— Stored records —
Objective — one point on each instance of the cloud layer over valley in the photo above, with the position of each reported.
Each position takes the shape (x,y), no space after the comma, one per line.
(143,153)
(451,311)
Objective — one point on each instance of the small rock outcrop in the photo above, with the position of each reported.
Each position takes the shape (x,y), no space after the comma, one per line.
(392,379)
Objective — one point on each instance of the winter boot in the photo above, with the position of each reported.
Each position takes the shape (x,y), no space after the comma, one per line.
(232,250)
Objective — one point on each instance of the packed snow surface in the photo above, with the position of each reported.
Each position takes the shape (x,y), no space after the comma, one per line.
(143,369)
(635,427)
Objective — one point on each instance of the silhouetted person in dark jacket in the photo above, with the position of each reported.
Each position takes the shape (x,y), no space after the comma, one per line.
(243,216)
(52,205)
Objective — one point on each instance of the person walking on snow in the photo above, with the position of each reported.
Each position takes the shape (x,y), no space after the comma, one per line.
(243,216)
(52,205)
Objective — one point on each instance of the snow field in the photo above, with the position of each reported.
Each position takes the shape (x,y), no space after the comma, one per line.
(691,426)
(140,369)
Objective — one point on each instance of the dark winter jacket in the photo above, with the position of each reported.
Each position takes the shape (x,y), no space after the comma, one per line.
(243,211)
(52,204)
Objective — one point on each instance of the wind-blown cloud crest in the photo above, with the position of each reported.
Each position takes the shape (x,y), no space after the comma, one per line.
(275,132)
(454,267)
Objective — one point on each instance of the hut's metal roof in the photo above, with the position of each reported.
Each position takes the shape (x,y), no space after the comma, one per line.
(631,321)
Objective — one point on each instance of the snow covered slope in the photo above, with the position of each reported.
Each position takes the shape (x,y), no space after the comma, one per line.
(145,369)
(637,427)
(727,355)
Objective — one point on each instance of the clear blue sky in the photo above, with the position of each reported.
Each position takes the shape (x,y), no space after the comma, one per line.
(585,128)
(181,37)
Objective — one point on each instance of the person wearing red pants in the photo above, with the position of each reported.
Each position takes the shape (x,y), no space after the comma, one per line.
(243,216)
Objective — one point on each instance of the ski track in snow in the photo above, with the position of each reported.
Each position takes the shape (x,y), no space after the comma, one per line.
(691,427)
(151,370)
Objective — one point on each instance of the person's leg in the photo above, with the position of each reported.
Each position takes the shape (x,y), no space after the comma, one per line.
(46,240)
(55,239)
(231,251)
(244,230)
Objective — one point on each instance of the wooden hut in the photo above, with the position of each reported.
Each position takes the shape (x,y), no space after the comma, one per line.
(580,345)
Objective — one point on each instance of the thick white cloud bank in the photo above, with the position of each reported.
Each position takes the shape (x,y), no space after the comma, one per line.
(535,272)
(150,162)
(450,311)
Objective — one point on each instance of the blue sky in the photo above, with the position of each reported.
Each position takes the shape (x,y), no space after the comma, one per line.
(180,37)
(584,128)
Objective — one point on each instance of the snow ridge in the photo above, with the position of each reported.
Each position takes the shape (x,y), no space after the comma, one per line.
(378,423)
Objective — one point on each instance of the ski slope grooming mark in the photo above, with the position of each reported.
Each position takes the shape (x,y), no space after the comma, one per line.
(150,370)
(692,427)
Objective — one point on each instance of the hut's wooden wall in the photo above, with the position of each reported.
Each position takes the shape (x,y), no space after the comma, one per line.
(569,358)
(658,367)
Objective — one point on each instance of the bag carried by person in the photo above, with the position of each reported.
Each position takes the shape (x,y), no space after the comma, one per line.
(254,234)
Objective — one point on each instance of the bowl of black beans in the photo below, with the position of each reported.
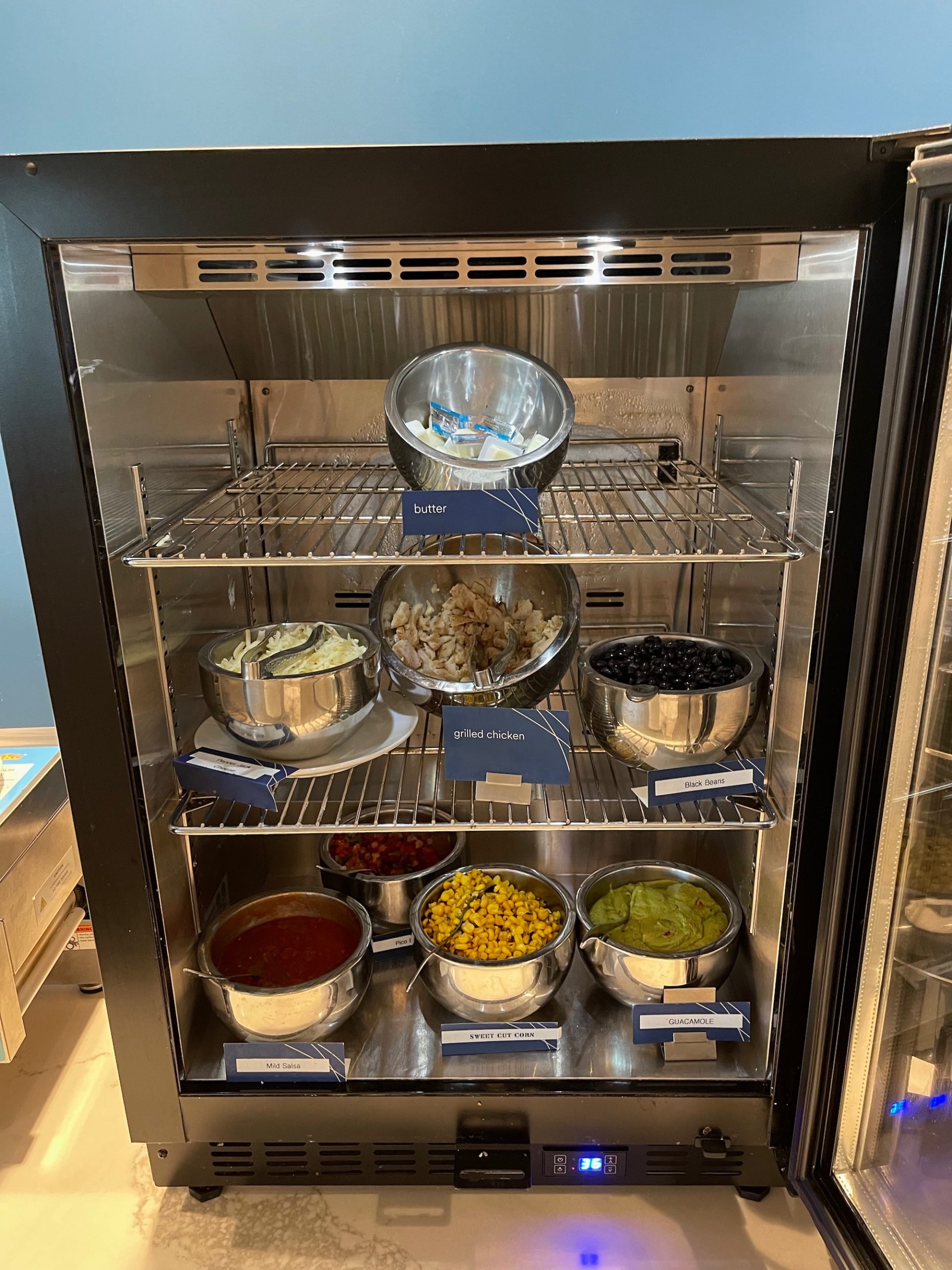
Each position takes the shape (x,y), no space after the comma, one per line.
(668,700)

— Task prompt —
Copy out all of the data with "Objective" replaced by "Goal" everywhere and nothing else changed. Leave the pictures out.

— Solution for this problem —
Goal — one point on each instance of the cloud layer over valley in the photo above, with the position of each reported.
Each position takes the shape (x,y), no space after the comma, one per line.
(143,153)
(451,311)
Goal — one point on each instance of the small rock outcrop in the photo above, with the position of each reported.
Each position takes the shape (x,y), no space after the comma, one per line.
(392,379)
Goal — one point on each instance of the winter boot in the photo above, with the position of each reported.
Each position takes the shape (x,y), no space after the comma, one per line.
(232,250)
Goal — one point on each instance of the packed snow surface in the photo above, with the position of each reported.
Each position takes the shape (x,y), no space after the comma, one per line.
(143,369)
(635,427)
Goal — one point on each instance of the silhouetted person in dark jacket in the photo above, with the position of each reported.
Each position takes the shape (x,y), no space after the comma, one per line.
(243,216)
(52,205)
Goal — one point on each instance of the person walking on snow in the photo above, with the position of each reported.
Each position takes the shape (x,y), no space after the comma, one per line.
(243,216)
(52,205)
Goal — one point on each instance of the snow field in the photo above, with the position of each reported.
Each position takes the shape (x,y), no space after the comma, one per line.
(691,426)
(140,369)
Goal — one point on each instance of the dark winter jacket in the photo above, with the position of each reported.
Each position takes the shape (x,y), no space after the comma, one per line.
(243,211)
(52,204)
Goal — one point on each instance of the wind-blown cloud crest in the photo above, with the position of each reported.
Each position takes the shape (x,y), no space after the comma, one per line.
(275,132)
(454,267)
Goal — one point on each instance of the hut's metal roof in the photo above, with the position of each reported.
Each position takes the shape (x,y), no space after the comma, one per line.
(631,321)
Goal — one point on each instance of the snow covered slope in the photo above, with the position of each reported.
Each position takes the shape (x,y), no space after the comma, one per line.
(145,369)
(637,427)
(727,355)
Goal — one point on each instance of the clear blue sky in the photo above, with the position of each reported.
Each position takes the shape (x,y), no space after the comma, one per line.
(585,128)
(181,37)
Goal — one point on each instance of the person wearing red pants in the photo above, with the position of each reported.
Each position takes the shape (x,y), no space after the comma, one per line.
(243,216)
Goal — one point on each instance of the ski track in snow in the photo above, with the position of each reported.
Each position takes the shape (x,y), no space after the comma, one per line.
(691,427)
(151,370)
Goal — one point on each instance of the person's leg in the photo above, with the position of each reported.
Each position takes the shape (x,y), no space after the comma, one per line.
(46,240)
(55,239)
(231,251)
(244,230)
Goal — one point on each instance of the wooden hut in the photo above, with the position of each reported.
Each position takes the shape (x,y), no space after the comma, one per line.
(580,345)
Goal — one point on each instance of the thick white cloud bank in the photo above, with the position of each reported.
Each position takes the shape (x,y), no space after the comma, one per line.
(535,272)
(150,162)
(450,311)
Goal — one point on each instance of the blue sky in the photo above, with the position of each reported.
Each position takes the shape (x,y), no space after the comma, one per line.
(180,37)
(584,128)
Goal — one point on each instance of the snow ridge in the photo above, with the position of each reported.
Each position takes the shape (x,y), no space after the comma, one per line.
(378,423)
Goal — one point on each instance of the ski slope grooming mark in the photo above, with the position of each reported.
Each position takes the shape (x,y), no space after the comma, one per line.
(150,370)
(692,427)
Goal — one point on each instance of the hut's wooden wall in the photo above, with the position of each reported.
Each position takes the shape (x,y), no space after the comma, one per line.
(569,358)
(658,367)
Goal — one point on each instance of the bag carried by person in the photo above, with the position of each reported.
Each position takes the shape (x,y), no space after the comma, one per line.
(254,234)
Goal — one point on each instance of the bowl of black beans in the photo below, with the position of each reported.
Each position takes the shape (x,y), no space after the comma, one per line.
(668,700)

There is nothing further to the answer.